*EXTRACTED RECORDS*
○ ○ ○ ○ ○ ○ ○
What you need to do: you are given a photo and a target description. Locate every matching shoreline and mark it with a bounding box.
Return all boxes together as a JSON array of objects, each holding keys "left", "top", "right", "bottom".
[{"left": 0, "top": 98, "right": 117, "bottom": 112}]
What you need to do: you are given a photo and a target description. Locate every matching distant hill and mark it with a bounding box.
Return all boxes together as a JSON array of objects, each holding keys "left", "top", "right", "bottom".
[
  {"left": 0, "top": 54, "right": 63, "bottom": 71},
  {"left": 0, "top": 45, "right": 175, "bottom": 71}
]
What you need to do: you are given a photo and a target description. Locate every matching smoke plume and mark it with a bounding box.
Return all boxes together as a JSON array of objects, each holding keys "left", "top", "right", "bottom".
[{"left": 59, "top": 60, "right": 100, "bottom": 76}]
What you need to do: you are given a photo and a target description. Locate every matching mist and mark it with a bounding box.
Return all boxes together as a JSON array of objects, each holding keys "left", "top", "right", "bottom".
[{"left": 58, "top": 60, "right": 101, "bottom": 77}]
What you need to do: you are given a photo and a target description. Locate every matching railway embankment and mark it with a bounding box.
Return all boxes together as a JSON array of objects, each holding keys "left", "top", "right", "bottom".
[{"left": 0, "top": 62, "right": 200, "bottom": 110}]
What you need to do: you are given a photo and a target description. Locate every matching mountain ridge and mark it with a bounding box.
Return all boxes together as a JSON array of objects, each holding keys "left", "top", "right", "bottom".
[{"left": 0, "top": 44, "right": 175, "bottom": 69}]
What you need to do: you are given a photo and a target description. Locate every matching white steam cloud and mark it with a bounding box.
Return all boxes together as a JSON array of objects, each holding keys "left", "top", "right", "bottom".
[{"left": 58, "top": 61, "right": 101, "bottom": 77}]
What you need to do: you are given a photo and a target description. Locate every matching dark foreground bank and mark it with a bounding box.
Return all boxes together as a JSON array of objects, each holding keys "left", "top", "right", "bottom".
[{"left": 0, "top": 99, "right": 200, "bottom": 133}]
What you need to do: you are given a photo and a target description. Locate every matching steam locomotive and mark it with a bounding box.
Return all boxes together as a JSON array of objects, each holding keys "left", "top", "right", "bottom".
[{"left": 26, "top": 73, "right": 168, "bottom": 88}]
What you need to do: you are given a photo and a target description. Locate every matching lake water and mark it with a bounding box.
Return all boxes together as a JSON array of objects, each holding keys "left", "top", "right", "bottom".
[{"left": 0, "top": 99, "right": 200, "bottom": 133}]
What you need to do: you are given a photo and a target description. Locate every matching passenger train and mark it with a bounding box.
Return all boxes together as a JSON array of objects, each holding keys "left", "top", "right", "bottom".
○ ○ ○ ○ ○ ○ ○
*GIVEN TASK*
Convert all of the records above into a Markdown table with the columns Row and Line, one numbered row per line, omitting blank lines.

*COMPLETED EXERCISE*
| Row | Line |
|---|---|
| 1 | What you need to do: you are given a photo and a target description. Locate every matching shoreline and mark it with a bounding box. |
| 2 | Return all boxes together as a JSON array of objects, each holding keys "left", "top", "right", "bottom". |
| 3 | [{"left": 0, "top": 98, "right": 117, "bottom": 112}] |
| 4 | What you need to do: you are given a photo and a target description. Locate every matching distant hill and mark it with a bounding box. |
| 5 | Return all boxes together as a JSON array of objects, each holding keys "left", "top", "right", "bottom". |
| 6 | [ |
| 7 |   {"left": 0, "top": 54, "right": 63, "bottom": 71}, |
| 8 |   {"left": 0, "top": 45, "right": 175, "bottom": 71} |
| 9 | ] |
| 10 | What you need to do: you are given a photo and a target description. Locate every matching smoke plume and mark it with a bounding box. |
| 11 | Return all boxes together as a JSON array of objects, each holding keys "left", "top", "right", "bottom". |
| 12 | [{"left": 59, "top": 60, "right": 100, "bottom": 76}] |
| 13 | What you need to do: you are given a photo and a target description. Locate every matching mist and mark it with a bounding box. |
| 14 | Return all boxes together as a JSON array of objects, each holding keys "left", "top", "right", "bottom". |
| 15 | [{"left": 58, "top": 60, "right": 101, "bottom": 77}] |
| 16 | What you need to do: you are given a photo and a target description. Locate every matching railway embankment and mark it with a bounding box. |
| 17 | Return all boxes together as a JSON array of objects, each holding keys "left", "top", "right", "bottom". |
| 18 | [{"left": 0, "top": 62, "right": 200, "bottom": 110}] |
| 19 | What you need to do: you are given a photo and a target description. Locate every matching mountain ridge and mark it with a bounding box. |
| 20 | Return all boxes together as a JSON array of objects, each holding keys "left", "top", "right", "bottom". |
| 21 | [{"left": 0, "top": 44, "right": 175, "bottom": 69}] |
| 22 | What you need to do: you are given a photo and a target description. Locate every matching white steam cloud and mark it with a bounding box. |
| 23 | Return all boxes together as a JSON array of objects, each holding keys "left", "top", "right", "bottom". |
| 24 | [{"left": 58, "top": 61, "right": 101, "bottom": 77}] |
| 25 | What you need to do: you are given a photo and a target description. Locate every matching dark foreground bank and mark it with a bounding box. |
| 26 | Return all boxes together as a JSON array of objects, each holding keys "left", "top", "right", "bottom". |
| 27 | [{"left": 0, "top": 99, "right": 200, "bottom": 133}] |
| 28 | What you need to do: you are given a photo and a target description. Locate every matching steam locomotive and mark it with a bounding box. |
| 29 | Return all boxes together as a JSON array of objects, each holding keys "left", "top", "right", "bottom". |
| 30 | [{"left": 26, "top": 73, "right": 168, "bottom": 88}] |
| 31 | What you need to do: you are given a photo and a target description. Locate every matching lake water and mark it with a bounding box. |
| 32 | Return all boxes together as a JSON array of objects, each holding keys "left", "top", "right", "bottom". |
| 33 | [{"left": 0, "top": 99, "right": 200, "bottom": 133}] |
| 34 | What you need to do: you are given a photo and a target description. Locate every matching passenger train and mark it with a bounding box. |
| 35 | Return all boxes together as a JSON array of objects, each holding keys "left", "top", "right", "bottom". |